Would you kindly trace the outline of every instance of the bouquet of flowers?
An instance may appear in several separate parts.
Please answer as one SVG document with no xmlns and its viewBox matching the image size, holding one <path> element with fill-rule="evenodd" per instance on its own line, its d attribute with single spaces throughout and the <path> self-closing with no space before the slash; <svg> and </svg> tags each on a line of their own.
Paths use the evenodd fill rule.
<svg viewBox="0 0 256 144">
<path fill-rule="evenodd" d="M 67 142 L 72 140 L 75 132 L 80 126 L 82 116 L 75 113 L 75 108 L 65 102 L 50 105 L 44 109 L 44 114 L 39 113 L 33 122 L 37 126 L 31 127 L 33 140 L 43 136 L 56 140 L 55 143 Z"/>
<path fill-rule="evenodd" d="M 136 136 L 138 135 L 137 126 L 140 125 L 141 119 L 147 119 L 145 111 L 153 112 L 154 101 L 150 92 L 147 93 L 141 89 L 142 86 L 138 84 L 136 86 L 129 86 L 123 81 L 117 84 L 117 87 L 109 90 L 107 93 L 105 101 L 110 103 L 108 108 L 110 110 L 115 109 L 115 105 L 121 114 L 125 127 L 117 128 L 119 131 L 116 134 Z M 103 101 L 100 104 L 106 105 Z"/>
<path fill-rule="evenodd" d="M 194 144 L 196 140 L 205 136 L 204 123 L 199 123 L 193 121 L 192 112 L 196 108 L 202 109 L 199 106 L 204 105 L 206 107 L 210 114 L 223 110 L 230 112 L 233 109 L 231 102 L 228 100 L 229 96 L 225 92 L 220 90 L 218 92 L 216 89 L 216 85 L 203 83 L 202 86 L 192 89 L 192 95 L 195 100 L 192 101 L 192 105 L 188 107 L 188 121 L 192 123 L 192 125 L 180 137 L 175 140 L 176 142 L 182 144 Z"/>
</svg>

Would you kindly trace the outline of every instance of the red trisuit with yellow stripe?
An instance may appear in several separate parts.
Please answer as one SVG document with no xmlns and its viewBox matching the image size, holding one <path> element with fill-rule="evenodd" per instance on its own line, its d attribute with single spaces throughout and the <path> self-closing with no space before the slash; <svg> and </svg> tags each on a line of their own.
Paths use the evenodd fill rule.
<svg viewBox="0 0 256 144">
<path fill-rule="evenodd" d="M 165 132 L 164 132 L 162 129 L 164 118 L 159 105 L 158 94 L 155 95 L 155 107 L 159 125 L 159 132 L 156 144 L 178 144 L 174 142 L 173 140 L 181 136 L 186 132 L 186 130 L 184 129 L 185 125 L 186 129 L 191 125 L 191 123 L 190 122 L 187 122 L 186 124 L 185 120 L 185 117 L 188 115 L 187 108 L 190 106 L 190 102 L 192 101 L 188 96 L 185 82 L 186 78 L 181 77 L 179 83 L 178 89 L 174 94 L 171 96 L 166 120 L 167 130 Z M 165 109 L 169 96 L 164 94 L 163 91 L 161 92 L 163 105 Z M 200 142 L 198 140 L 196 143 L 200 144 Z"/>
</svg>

→ What is expected
Rewrite everything from the start of the entries down to the line containing "136 136 L 138", requests included, scaling every number in the answers (viewBox dimensions and path coordinates) by 2.4. Round each result to a whole number, with halves rounded up.

→ Answer for this exercise
Would you kindly trace the outline of every instance of the bouquet of flowers?
An instance may appear in several separate parts.
Please answer as one SVG document with no xmlns and its viewBox matching the image size, holding one <path> element with fill-rule="evenodd" per instance on its own line, its d attribute with single spaces throughout and the <path> self-closing with no space before the slash; <svg> and </svg> tags each on a line of their own.
Paths use the evenodd fill rule.
<svg viewBox="0 0 614 346">
<path fill-rule="evenodd" d="M 161 341 L 173 336 L 180 317 L 192 302 L 197 278 L 180 271 L 180 259 L 156 245 L 120 252 L 106 262 L 106 274 L 94 271 L 79 293 L 89 302 L 74 305 L 79 336 L 103 326 L 134 336 L 132 343 Z"/>
<path fill-rule="evenodd" d="M 326 326 L 331 324 L 329 302 L 336 300 L 338 286 L 353 286 L 348 266 L 367 269 L 370 242 L 360 221 L 353 223 L 338 214 L 341 206 L 331 202 L 326 206 L 310 206 L 295 194 L 281 202 L 281 209 L 262 216 L 257 223 L 252 242 L 264 247 L 259 259 L 264 264 L 276 262 L 276 252 L 290 274 L 300 305 L 281 307 L 286 314 L 278 322 Z M 247 242 L 240 250 L 254 252 Z"/>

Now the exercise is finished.